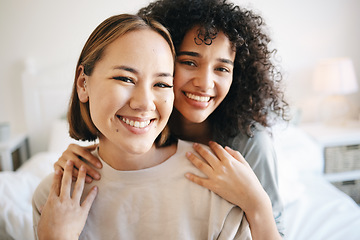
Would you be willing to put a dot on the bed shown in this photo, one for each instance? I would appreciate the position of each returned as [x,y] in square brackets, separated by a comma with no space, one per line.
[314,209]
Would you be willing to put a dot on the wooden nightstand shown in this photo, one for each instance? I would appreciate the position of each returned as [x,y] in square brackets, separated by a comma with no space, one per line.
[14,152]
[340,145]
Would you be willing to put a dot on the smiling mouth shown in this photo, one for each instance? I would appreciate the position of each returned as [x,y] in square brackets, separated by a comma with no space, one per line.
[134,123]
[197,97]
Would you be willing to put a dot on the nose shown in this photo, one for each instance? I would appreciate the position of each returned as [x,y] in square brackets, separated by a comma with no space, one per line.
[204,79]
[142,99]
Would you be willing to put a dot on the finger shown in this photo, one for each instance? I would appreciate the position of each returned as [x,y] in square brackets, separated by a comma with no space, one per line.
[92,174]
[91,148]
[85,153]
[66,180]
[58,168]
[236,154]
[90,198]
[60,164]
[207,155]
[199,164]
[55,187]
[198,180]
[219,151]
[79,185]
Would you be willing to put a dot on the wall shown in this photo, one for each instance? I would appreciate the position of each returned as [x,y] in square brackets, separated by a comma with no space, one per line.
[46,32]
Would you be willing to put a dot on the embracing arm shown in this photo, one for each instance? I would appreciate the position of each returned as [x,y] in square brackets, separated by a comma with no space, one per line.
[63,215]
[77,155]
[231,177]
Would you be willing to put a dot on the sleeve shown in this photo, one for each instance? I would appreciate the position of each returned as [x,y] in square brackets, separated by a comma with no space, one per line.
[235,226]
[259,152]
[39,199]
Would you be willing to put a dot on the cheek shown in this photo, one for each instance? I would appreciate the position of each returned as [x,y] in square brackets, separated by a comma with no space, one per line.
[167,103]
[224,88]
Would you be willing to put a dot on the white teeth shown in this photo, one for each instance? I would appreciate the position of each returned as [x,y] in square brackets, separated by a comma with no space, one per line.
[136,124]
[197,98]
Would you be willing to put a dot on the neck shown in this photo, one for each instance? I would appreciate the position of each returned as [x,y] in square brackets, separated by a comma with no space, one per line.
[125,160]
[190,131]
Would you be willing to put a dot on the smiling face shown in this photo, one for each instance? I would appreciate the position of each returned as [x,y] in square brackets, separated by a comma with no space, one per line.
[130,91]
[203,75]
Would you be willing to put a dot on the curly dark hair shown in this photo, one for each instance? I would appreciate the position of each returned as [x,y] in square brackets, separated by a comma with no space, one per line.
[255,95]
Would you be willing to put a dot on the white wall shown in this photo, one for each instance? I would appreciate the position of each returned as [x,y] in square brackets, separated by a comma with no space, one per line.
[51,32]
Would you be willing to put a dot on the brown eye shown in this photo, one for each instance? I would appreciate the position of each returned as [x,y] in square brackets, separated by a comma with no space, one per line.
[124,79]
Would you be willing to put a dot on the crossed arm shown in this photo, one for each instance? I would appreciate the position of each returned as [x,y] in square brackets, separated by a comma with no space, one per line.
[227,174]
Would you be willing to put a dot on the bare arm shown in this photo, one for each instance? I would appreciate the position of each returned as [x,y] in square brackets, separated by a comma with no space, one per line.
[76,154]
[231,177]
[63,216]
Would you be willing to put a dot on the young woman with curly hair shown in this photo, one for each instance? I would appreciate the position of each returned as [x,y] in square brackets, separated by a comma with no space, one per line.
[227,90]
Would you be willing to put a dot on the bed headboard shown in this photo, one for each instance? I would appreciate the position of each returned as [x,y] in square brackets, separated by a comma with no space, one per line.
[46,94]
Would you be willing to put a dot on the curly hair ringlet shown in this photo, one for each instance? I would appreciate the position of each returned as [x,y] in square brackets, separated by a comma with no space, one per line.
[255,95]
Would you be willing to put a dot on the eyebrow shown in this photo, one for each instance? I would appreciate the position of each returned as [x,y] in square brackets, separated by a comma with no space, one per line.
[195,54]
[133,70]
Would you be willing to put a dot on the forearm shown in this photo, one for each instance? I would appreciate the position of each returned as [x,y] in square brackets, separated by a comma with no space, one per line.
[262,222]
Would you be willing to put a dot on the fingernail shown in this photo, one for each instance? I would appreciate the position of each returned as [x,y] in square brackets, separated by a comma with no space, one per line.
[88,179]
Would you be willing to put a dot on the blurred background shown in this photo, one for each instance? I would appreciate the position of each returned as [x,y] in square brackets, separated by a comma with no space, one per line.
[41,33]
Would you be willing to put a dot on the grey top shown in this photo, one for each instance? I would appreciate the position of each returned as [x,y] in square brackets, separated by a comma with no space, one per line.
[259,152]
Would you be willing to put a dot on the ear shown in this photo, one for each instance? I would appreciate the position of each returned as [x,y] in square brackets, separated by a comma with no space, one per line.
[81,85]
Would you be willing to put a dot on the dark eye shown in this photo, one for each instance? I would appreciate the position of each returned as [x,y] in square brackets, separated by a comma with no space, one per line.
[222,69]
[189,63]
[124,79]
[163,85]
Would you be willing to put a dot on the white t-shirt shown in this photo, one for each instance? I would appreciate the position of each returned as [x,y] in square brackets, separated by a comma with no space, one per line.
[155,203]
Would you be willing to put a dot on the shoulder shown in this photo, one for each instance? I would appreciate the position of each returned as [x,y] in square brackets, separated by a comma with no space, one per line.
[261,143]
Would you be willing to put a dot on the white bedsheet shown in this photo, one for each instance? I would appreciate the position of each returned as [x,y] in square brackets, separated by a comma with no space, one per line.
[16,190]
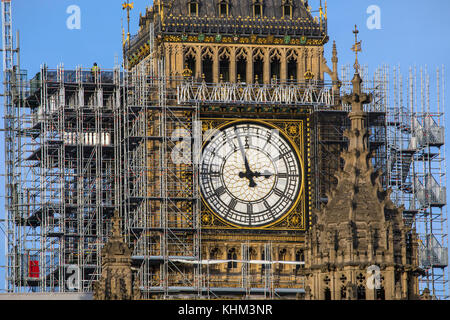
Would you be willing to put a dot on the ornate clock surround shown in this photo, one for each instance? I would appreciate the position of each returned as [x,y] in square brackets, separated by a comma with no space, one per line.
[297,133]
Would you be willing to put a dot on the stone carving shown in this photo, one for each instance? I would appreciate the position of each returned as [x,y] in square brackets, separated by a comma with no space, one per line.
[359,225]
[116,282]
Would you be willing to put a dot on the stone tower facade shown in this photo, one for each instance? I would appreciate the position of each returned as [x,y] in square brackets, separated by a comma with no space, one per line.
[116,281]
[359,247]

════════════════

Reproduce the material in its entirety and word for word, without the pictures.

*WORKED SOLUTION*
Would you be willing to put a dot on the bed shown in this photo, one for each instance? I would appreciate the position of each returned as [x,y] in square brackets, separated by a comma with no space, one per line.
[314,209]
Would you be willing to put a dot on the wooden nightstand shown in this photo, one for each instance? I would appreciate the position of each returned as [x,y] in square brackets, separated by a comma with no space, one per line.
[14,152]
[340,145]
Would you be willing to put a dot on the smiling mouth shown in this photo, one for each instance? I would appreciate the position of each returned as [x,y] in square brackets, separated by a comma with no space, one per line.
[134,123]
[197,97]
Would you be willing to put a dot on the nose shown in this photo, one for each instance? I would appreciate the position of each returned as [x,y] in square brackets, separated by a comma with no space, one per line.
[204,79]
[142,99]
Would you be willing to put a dot on the finger shown in this photo, one for each instance? I would appreciate the position of each returned as [x,y] in square brackets, separated by a comma with no space, one per line.
[92,174]
[91,148]
[85,153]
[66,180]
[58,168]
[236,154]
[90,198]
[60,164]
[207,155]
[199,164]
[55,187]
[198,180]
[219,151]
[79,185]
Would you be willing to put a dot on the wall shown in this photo, one for each instance? I would appreciate the position of each returned as [x,y] in square brackets, separated by a comma with no space, one per line.
[46,32]
Would you be willing to put a dot on the embracing arm shown in this photo, one for each instance? I would appreciate the position of each returned as [x,y] in square brackets, separated by a comma with no space, one per line.
[63,215]
[77,155]
[231,177]
Would you be willing to put a dot on the sleeve shown in this photo, one for each instance? I would appreciate the position of each returned as [x,y] in square brackets, separated by a comma with no space, one per line.
[235,226]
[259,152]
[39,199]
Would you be willing to put a dot on the cheek shown in this photo, one for each instance? I would appreciate the position of each returned as [x,y] in square brackets, separated by a comma with no space, one per line.
[167,103]
[224,88]
Would you be willing to put a dot on the white teeth shown in this photo, one for each instance? I would appreciate the position of each returned as [x,y] in square brackets, separated by a comma with no space, one per line.
[136,124]
[197,98]
Would you be willing to put a dot on the neck shown in this photo, one for each instance? I would appreciate the position of each returned as [x,y] in square brackets, separated by a comma with no space, one per line.
[125,160]
[190,131]
Would you be willing to put a dot on the smiling face shown in this photo, one for each instance? I would appreciate the position of each returned as [x,y] in square brackets, separated by a comma with no space, one per line.
[130,91]
[203,75]
Would you be willing to put a dot on the curly dark hair shown in this photo, one for each instance? I would appreciate the position of each returned as [x,y] in square brackets, separated by a comma with no space, one per line.
[255,95]
Would you be willing to put a dot on the white wall shown in this photo, one for each instance? I would appreciate the position of each returned as [x,y] in square brackets, separated by a comma with no space, one per line.
[51,32]
Would you be willing to put a dot on the brown eye shown in this photo, one for each instance? I would appreciate the position of each returned as [x,y] in square brackets, separated by a comma with no space, one per line.
[124,79]
Would you be willing to put a dot on the crossed arm shown in this photo, one for each instance? I would appreciate the position of each returned as [x,y] in square brackets, separated by a comma with no space, one per line.
[227,174]
Would you be willing to put a dot on the bare arm shown in this photo, one for each instance? I would appreciate the position of each returned as [x,y] in square brackets, separated by a comma with no space, one per line.
[76,154]
[231,177]
[63,216]
Would you be willing to put a dot on the young woman with curly hair shown in this photo, one for each instance? I would appreciate the position of each returned as [x,y] in square brackets, separated by a comma with no space, one per line.
[227,90]
Would you be willing to put a dot on the bed headboard shown in this photo, one for each instance? I would appreciate the position of each returned as [x,y] in square brackets, separated by a comma with no space, one per line.
[46,94]
Would you be willing to put a dot on the curly hair ringlet shown in this photo, one for each instance? I would appreciate the position of each returned as [x,y] in square brackets, separated by a comma with no space, one per line.
[255,95]
Would you be willing to put a dot on the eyebrow shown in this photo, one for each instance? I would appreciate the position of each returned as [x,y] in square brackets, separated by a comma with no space, one per line.
[195,54]
[133,70]
Would you be willing to put a dot on the forearm shown in this photo, one for each instance? I would appreciate the position of each returned as [x,y] in square brackets, separated by a comma with no space, one per line.
[262,222]
Would you be willing to put a dot on the fingernail shown in this photo, one for each instance? I would appreciate the position of each returned as [x,y] in square brackets, separated by a comma with no space, one per line.
[88,179]
Would you be willing to put a dot on the blurred background shown in this photo, one for each instance? I would appreciate the position of each returned as [x,y] in square brackets, separated by a comma with no space, one per line.
[41,33]
Would you be willing to put a dot on the grey top shown in this photo, one for each instance? I would appreciate the position of each returned as [x,y] in square brackets, separated by a comma with no space, one per line.
[259,152]
Would you be willing to put a dot on the ear shown in this photo, one for each instance? I would appreciate the position of each returned as [x,y] in square brackets, separated by a comma with no space, one per line.
[81,85]
Would you be willing to put a dot on the dark eye shown in this photo, one for each instance? I would appreciate the position of each returned as [x,y] in square brackets, separated by a comma with no space, one per line.
[222,69]
[189,63]
[124,79]
[163,85]
Would you be willing to put a dot on the white t-shirt shown in this photo, one for each instance? I would appreciate the position of each returned as [x,y] in square brackets, separated by a comma with no space, one per line.
[155,203]
Would you be willing to put a dot on the shoulder shown in this photo, one for each instance? I would appreciate the position of each returned as [x,y] in square brackets, separated by a comma with no space, one per line.
[261,143]
Would you be willing to put a dot on the white bedsheet shown in this photo, one for each instance? I would appreciate the position of each returned as [x,y] in square brackets, separated by a comma with no space, one per line.
[16,190]
Would you be willing to put a dot on the ornate clock surround shown in this photo, one for each instance? I would appreciate the position of each returned as [x,y] in square brackets, separated by a comma with no space, one per line.
[297,133]
Would you be willing to put a dot on the stone carving shown in this photo, one for each instance? I would appreciate the position of each returned as [x,y] in square brackets, separated by a comma with no space, one per line.
[359,225]
[116,282]
Would you be willing to put a dot on the stone tower facade shown in this photo, one for each instance? I would appreciate the position of each returned as [x,y] in square brackets, separated by a comma with no space, one per line.
[116,281]
[359,247]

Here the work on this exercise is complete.